Coordinate annotation entries:
################
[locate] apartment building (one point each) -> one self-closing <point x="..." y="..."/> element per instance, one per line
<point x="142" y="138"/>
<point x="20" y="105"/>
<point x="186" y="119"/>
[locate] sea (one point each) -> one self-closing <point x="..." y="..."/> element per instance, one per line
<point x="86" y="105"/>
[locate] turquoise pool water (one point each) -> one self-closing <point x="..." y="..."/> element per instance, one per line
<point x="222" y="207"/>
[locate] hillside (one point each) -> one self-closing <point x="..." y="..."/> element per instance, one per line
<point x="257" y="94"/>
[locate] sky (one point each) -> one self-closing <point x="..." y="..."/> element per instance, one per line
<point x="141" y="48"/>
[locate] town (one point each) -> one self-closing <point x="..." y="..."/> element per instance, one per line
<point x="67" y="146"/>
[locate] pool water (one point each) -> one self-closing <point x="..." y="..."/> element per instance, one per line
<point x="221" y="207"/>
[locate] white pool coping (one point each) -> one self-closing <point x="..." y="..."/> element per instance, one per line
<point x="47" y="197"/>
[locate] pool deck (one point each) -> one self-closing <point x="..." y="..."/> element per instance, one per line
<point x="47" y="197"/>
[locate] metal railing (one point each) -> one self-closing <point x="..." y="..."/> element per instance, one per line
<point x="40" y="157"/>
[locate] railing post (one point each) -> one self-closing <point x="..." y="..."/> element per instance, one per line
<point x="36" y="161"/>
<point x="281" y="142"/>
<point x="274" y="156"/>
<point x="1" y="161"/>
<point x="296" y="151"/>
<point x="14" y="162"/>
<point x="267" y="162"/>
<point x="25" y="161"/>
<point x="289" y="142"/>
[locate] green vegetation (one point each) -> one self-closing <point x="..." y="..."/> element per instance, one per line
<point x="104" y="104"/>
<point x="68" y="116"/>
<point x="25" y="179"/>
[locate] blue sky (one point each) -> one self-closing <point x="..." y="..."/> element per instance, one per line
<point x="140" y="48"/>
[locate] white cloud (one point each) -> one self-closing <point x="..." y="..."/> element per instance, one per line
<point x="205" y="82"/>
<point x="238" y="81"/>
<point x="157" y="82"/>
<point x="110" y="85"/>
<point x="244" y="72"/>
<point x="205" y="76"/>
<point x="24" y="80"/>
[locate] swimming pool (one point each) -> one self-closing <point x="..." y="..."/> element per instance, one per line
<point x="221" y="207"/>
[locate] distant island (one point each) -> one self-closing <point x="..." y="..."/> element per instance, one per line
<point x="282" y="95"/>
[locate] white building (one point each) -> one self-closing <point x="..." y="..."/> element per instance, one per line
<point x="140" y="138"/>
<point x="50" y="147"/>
################
--- WRITTEN TASK ---
Return all of the entries above verbatim, with every line unchanged and in its original order.

--- THE ANSWER ---
[locate] apartment building (one point each) -> one self-closing <point x="..." y="..."/> element per instance, one per line
<point x="142" y="138"/>
<point x="20" y="105"/>
<point x="186" y="119"/>
[locate] sea (one point each) -> one self-closing <point x="..." y="..."/> element per instance, one per line
<point x="86" y="105"/>
[locate] turquoise pool water (one point each) -> one self-closing <point x="..." y="..."/> element per instance, one per line
<point x="222" y="207"/>
[locate] hillside (one point each) -> one self-closing <point x="..." y="..."/> element per instance, one per line
<point x="257" y="94"/>
[locate] sky (one point each) -> one self-closing <point x="..." y="..."/> element per instance, one per line
<point x="141" y="48"/>
[locate] town (one point each) -> one self-closing <point x="..." y="..."/> element per instance, one per line
<point x="67" y="146"/>
[locate] pool water (one point each) -> one self-closing <point x="..." y="..."/> element per instance, one per line
<point x="221" y="207"/>
[locate] white pool coping (one point each) -> one self-closing <point x="..." y="..."/> element per instance, one per line
<point x="47" y="197"/>
[locate] pool deck (one point each) -> one self-closing <point x="..." y="..."/> element per instance, one per line
<point x="47" y="197"/>
[locate] metal railing (one point each) -> one self-closing <point x="..." y="..."/> element per instance, one per line
<point x="40" y="157"/>
[locate] railing post (one point each) -> one self-closing <point x="..." y="..."/> element per instance, one per line
<point x="36" y="161"/>
<point x="281" y="142"/>
<point x="274" y="156"/>
<point x="1" y="161"/>
<point x="296" y="151"/>
<point x="14" y="162"/>
<point x="267" y="162"/>
<point x="25" y="161"/>
<point x="289" y="142"/>
[locate] green vegetation (one point each) -> one self-closing <point x="..." y="..."/> element per instance, one per line
<point x="104" y="104"/>
<point x="68" y="116"/>
<point x="25" y="179"/>
[locate] blue sky (one point each) -> one self-closing <point x="..." y="..."/> element per instance, one per line
<point x="140" y="48"/>
[locate] white cloud (one point each) -> one self-closing <point x="..." y="..."/> element per instance, one per line
<point x="205" y="82"/>
<point x="238" y="81"/>
<point x="157" y="82"/>
<point x="110" y="85"/>
<point x="244" y="72"/>
<point x="205" y="76"/>
<point x="24" y="80"/>
[locate] swimming pool (one point each) -> one self-closing <point x="..." y="..."/> element per instance, one per line
<point x="221" y="207"/>
[locate] distant island (one point each) -> one self-closing <point x="..." y="..."/> element per instance, one per line
<point x="282" y="95"/>
[locate] white building (one point each) -> one self-closing <point x="..." y="..."/> element per instance, one per line
<point x="140" y="138"/>
<point x="50" y="147"/>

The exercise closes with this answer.